- [Written task]: Find every line in the records below that contains the string "window", matching case exactly, and copy each of those lines.

══ Given information ══

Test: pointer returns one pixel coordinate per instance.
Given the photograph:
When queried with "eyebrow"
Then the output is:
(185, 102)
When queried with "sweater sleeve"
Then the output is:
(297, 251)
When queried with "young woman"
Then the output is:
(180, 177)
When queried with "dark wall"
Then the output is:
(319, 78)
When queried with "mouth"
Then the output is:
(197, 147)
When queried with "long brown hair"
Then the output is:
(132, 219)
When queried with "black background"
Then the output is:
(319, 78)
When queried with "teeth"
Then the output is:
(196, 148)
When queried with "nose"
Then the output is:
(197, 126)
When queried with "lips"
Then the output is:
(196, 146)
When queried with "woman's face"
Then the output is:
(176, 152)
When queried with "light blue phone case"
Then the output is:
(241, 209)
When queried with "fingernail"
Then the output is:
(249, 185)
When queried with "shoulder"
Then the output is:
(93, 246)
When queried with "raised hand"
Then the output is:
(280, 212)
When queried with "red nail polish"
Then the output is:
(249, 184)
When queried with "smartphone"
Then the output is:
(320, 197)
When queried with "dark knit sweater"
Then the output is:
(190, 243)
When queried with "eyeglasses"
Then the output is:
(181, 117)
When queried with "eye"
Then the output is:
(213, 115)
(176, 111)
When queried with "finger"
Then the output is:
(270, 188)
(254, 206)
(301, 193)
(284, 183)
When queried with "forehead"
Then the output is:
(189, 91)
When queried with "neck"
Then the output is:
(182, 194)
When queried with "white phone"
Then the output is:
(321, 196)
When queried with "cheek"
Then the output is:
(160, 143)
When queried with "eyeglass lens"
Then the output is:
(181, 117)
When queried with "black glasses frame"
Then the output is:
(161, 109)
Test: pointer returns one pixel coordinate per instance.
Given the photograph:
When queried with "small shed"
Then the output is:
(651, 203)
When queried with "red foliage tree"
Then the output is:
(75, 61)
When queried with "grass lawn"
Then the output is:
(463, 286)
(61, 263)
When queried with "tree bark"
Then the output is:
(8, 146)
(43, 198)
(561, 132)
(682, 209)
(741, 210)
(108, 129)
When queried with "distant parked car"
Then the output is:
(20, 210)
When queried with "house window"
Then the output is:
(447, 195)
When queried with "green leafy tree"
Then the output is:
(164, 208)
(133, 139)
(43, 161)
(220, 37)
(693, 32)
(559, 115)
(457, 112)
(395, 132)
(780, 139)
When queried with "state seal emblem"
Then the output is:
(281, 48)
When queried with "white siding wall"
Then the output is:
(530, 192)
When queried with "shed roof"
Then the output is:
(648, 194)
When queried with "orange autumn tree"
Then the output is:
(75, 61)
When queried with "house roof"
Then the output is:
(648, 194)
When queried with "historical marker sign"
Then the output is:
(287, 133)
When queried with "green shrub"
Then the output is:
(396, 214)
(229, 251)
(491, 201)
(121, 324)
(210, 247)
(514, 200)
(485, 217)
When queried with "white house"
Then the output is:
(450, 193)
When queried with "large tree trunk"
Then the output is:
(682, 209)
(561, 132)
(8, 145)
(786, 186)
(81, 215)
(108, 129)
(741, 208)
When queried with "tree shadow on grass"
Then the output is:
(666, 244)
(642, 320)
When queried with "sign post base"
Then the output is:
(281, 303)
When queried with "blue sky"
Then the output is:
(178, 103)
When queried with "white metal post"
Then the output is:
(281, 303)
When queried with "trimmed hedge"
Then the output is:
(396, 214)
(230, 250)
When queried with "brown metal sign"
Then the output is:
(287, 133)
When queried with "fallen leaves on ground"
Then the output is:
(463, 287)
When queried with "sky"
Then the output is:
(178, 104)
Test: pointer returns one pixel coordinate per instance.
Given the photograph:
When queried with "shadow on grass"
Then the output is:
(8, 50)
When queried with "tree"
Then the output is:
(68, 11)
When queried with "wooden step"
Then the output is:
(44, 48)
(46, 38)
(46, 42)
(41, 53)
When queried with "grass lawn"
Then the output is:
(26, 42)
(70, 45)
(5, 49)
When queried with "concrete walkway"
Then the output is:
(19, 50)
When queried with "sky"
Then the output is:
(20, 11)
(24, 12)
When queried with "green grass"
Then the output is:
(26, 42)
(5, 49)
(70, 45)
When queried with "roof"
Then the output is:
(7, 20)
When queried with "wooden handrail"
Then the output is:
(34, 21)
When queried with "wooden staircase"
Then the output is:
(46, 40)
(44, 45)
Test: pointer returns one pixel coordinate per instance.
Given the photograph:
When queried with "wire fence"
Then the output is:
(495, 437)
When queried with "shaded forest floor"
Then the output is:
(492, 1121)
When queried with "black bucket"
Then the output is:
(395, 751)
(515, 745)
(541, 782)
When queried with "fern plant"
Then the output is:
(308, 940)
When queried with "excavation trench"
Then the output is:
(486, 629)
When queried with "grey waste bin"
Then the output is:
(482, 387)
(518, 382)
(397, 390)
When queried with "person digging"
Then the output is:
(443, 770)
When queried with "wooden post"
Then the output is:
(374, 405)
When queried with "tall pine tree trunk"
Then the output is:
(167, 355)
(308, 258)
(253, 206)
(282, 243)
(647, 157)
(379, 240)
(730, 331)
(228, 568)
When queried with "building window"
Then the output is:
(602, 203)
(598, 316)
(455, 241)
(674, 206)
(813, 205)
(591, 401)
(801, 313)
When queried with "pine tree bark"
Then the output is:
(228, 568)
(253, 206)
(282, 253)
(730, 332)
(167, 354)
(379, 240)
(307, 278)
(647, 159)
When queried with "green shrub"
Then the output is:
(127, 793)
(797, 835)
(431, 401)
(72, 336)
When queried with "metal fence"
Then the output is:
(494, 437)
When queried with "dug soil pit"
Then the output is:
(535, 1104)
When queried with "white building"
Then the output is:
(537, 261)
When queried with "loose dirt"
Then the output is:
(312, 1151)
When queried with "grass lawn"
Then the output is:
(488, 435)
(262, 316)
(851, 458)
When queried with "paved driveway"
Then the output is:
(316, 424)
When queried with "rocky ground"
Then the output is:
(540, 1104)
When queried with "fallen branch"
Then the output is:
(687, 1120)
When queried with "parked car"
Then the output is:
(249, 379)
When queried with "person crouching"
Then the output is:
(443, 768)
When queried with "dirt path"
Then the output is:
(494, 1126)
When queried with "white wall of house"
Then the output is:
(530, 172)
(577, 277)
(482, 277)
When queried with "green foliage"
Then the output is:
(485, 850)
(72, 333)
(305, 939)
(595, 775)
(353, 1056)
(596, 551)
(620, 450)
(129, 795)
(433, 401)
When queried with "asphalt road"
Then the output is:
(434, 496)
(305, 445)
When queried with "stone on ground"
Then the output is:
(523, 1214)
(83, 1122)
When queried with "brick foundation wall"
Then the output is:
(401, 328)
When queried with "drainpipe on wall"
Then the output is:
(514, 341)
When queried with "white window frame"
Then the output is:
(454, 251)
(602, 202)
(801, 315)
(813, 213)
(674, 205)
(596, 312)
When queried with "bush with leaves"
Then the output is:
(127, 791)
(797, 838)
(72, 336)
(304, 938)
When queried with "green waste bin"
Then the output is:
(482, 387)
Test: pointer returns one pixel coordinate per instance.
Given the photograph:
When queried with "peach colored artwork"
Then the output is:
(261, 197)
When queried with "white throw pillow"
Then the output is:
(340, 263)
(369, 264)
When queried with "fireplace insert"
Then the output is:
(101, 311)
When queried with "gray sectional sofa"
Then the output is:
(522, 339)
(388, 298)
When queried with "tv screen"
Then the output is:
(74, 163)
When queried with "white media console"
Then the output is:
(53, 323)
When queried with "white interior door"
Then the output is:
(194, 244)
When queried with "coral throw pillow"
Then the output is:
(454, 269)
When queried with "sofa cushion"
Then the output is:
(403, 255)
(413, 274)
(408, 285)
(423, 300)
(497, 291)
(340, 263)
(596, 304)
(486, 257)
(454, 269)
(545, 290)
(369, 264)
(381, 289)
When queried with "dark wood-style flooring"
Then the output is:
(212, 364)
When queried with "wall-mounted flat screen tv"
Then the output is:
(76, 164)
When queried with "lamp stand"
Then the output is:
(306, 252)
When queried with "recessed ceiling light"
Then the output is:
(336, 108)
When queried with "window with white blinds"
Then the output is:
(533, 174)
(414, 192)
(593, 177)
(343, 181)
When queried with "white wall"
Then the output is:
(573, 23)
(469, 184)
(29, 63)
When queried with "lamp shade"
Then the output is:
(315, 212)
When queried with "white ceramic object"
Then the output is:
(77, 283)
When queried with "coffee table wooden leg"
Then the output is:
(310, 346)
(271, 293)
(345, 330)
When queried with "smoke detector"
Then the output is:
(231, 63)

═══

- [Correct answer]:
When queried with "house window"
When queried with "building window"
When queried with "white window frame"
When queried with "window with white blinds"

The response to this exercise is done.